Requirement —
Rewrite all of the material below, swapping "even-odd rule" for "nonzero winding rule" and leaving everything else as it is.

Data for this exercise —
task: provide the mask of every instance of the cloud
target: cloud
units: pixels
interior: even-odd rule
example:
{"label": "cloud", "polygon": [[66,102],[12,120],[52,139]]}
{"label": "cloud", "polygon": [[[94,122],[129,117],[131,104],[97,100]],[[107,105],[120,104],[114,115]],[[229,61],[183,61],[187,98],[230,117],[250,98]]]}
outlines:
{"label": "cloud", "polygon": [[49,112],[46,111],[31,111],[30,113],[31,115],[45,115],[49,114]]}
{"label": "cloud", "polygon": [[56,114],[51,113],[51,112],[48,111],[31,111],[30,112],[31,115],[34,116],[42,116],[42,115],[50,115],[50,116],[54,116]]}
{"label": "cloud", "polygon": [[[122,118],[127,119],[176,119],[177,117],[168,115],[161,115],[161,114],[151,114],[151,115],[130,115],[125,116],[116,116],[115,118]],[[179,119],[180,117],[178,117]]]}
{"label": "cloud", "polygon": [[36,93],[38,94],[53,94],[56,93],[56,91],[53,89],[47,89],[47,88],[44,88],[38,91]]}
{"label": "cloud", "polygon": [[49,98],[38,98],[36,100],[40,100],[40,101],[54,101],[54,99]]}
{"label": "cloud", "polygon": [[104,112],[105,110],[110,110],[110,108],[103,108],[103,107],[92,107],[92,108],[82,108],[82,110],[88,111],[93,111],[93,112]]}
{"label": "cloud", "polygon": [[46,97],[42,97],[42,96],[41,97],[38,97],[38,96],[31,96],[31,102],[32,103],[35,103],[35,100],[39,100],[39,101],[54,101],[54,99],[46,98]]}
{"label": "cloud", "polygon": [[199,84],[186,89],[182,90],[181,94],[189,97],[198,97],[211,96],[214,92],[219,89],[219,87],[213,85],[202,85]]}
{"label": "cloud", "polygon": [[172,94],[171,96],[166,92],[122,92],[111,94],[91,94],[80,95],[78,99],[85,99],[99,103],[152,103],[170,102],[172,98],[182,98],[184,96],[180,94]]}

Output for this task —
task: provide the mask of every instance of the cloud
target: cloud
units: pixels
interior: nonzero winding rule
example:
{"label": "cloud", "polygon": [[66,102],[12,120],[52,139]]}
{"label": "cloud", "polygon": [[[94,122],[129,117],[131,104],[97,100]],[[107,105],[120,104],[114,115]],[[229,61],[183,61],[187,98],[230,117],[250,98]]]}
outlines:
{"label": "cloud", "polygon": [[49,112],[46,111],[31,111],[30,113],[31,115],[45,115],[49,114]]}
{"label": "cloud", "polygon": [[56,114],[51,113],[51,112],[48,111],[31,111],[30,112],[31,115],[34,116],[42,116],[42,115],[50,115],[50,116],[54,116]]}
{"label": "cloud", "polygon": [[[122,118],[127,119],[176,119],[177,117],[168,115],[161,115],[161,114],[151,114],[151,115],[130,115],[125,116],[116,116],[115,118]],[[179,119],[180,117],[178,117]]]}
{"label": "cloud", "polygon": [[36,93],[38,94],[53,94],[56,93],[56,91],[53,89],[47,89],[47,88],[44,88],[38,91]]}
{"label": "cloud", "polygon": [[49,98],[38,98],[36,100],[40,100],[40,101],[54,101],[54,99]]}
{"label": "cloud", "polygon": [[104,112],[105,110],[110,110],[110,108],[103,108],[103,107],[92,107],[92,108],[82,108],[82,110],[88,111],[93,111],[93,112]]}
{"label": "cloud", "polygon": [[46,97],[42,97],[42,96],[41,97],[38,97],[38,96],[31,96],[31,102],[32,103],[35,103],[35,100],[39,100],[39,101],[54,101],[54,99],[46,98]]}
{"label": "cloud", "polygon": [[199,84],[186,89],[182,90],[181,94],[189,97],[198,97],[211,96],[214,92],[219,89],[219,87],[213,85],[202,85]]}
{"label": "cloud", "polygon": [[172,94],[171,96],[166,92],[122,92],[111,94],[91,94],[80,95],[78,99],[85,99],[99,103],[152,103],[170,102],[172,98],[182,98],[184,96],[180,94]]}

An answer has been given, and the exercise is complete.